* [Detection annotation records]
--- Begin ---

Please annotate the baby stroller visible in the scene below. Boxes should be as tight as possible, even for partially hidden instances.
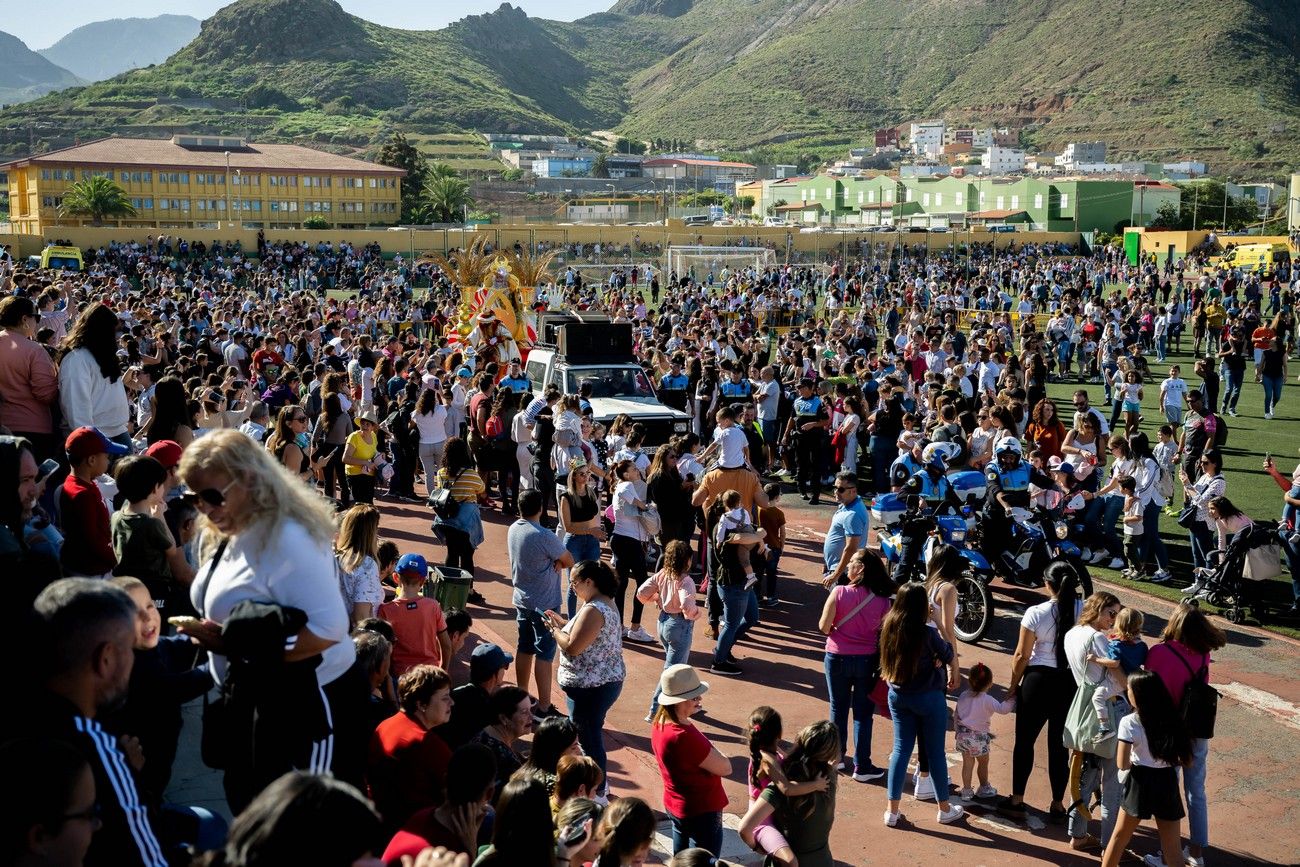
[1183,521,1283,623]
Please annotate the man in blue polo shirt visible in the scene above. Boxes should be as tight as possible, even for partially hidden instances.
[498,359,533,394]
[822,472,871,588]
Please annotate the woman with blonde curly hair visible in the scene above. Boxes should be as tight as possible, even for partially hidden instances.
[178,430,365,812]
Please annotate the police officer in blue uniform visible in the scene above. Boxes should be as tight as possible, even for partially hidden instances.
[982,437,1057,577]
[659,355,690,411]
[781,380,831,506]
[497,359,533,394]
[904,442,962,512]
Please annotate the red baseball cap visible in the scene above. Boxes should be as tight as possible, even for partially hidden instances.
[64,428,131,464]
[144,439,181,469]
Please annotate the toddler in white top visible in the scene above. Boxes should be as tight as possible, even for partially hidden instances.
[957,663,1015,801]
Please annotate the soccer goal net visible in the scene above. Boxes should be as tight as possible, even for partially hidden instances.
[664,244,776,282]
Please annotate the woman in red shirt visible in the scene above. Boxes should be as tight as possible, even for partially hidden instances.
[365,666,452,832]
[650,664,731,858]
[1024,398,1069,460]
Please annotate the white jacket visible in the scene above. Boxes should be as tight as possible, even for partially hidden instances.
[59,348,131,437]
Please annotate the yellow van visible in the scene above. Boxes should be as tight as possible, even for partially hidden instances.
[1209,243,1291,277]
[27,247,86,270]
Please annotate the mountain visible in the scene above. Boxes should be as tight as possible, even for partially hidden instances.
[36,16,199,82]
[0,32,82,105]
[0,0,1300,172]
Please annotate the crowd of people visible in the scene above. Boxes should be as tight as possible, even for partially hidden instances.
[0,235,1300,867]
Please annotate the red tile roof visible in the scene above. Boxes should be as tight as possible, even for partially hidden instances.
[0,138,406,175]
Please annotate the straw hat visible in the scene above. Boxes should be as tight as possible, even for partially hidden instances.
[659,663,709,705]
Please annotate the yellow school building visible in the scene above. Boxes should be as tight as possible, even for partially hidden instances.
[0,135,406,234]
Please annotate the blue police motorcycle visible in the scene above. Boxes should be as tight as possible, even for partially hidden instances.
[871,471,993,643]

--- End ---

* [Task objective]
Quote every line of the records above word for word. Leave out the picture.

* [Expected output]
Please annotate the baby stroller visible in the scene below. Boxes should be as tight as possible, even for partially hidden instances.
[1183,521,1283,623]
Please annotate the man in blue polo shirt visible in the scene above. Boxes should be as tight as possible, even for partially hidden instances.
[498,359,533,394]
[822,472,871,588]
Please annotate the woman with blonde curly hair visible in the scene above. Boxes should be as tight as possible, even for partially hidden instances.
[178,430,365,812]
Please annotate the police officer in blue uniform visible in the scene above. Boxes should be as tight as possible, even for partially hidden instances.
[982,437,1057,577]
[659,355,690,411]
[781,380,831,506]
[497,359,533,394]
[904,442,962,512]
Please annotate the red baseball cap visible in the scene above. Boxes should be as tight as possible, even for partially hidden instances.
[64,428,131,464]
[144,439,181,469]
Please annotate the toddler in white top visible in the scene above. Boxes should be as tight as possible, even for partially hidden instances.
[957,663,1015,801]
Please annotate the soccer goal net visible in the scene above. Boxes should be as tight as possible, even for partially hidden instances.
[664,244,776,282]
Please annotate the woman in red shirt visible in the scene above. Boxes should be as tight as possible, even for partially hidden instances.
[365,666,452,832]
[650,664,731,858]
[1024,398,1069,460]
Please annotate the white jacket visible in the scene above. Boxes should be as tight as possible, even for partially hidden instances.
[59,348,131,437]
Please annotate the yellow van visible in the scene above. Boxes should be as tight as possible, even for partially hidden instances.
[1209,243,1291,277]
[27,247,86,270]
Please annotate the mountain visible in the scene above. Boxes should be as tight as possible, even for partially hidden instances.
[36,16,199,82]
[0,32,82,105]
[0,0,1300,172]
Please annotate the crowd of people visible in the scene above. Boxes should be as tight as possible, even for partially hidden instances.
[0,235,1300,867]
Please annotate the red tile roof visible in the scene above. Boxes should be as tight as possible, even for partially hidden instances.
[0,138,406,175]
Please annotate the straw hat visible in the scene above. Boxes should be as tight as possible, even for partially hidden instances.
[659,663,709,705]
Please annotate the yellow school building visible in the scene above. Boxes should be as tight as possible, even for partially hidden instances.
[0,135,406,234]
Please annotate the blue police motorcycle visible in the scene above. Boxes should be as tight as possible, even for partially hidden instances.
[871,471,993,643]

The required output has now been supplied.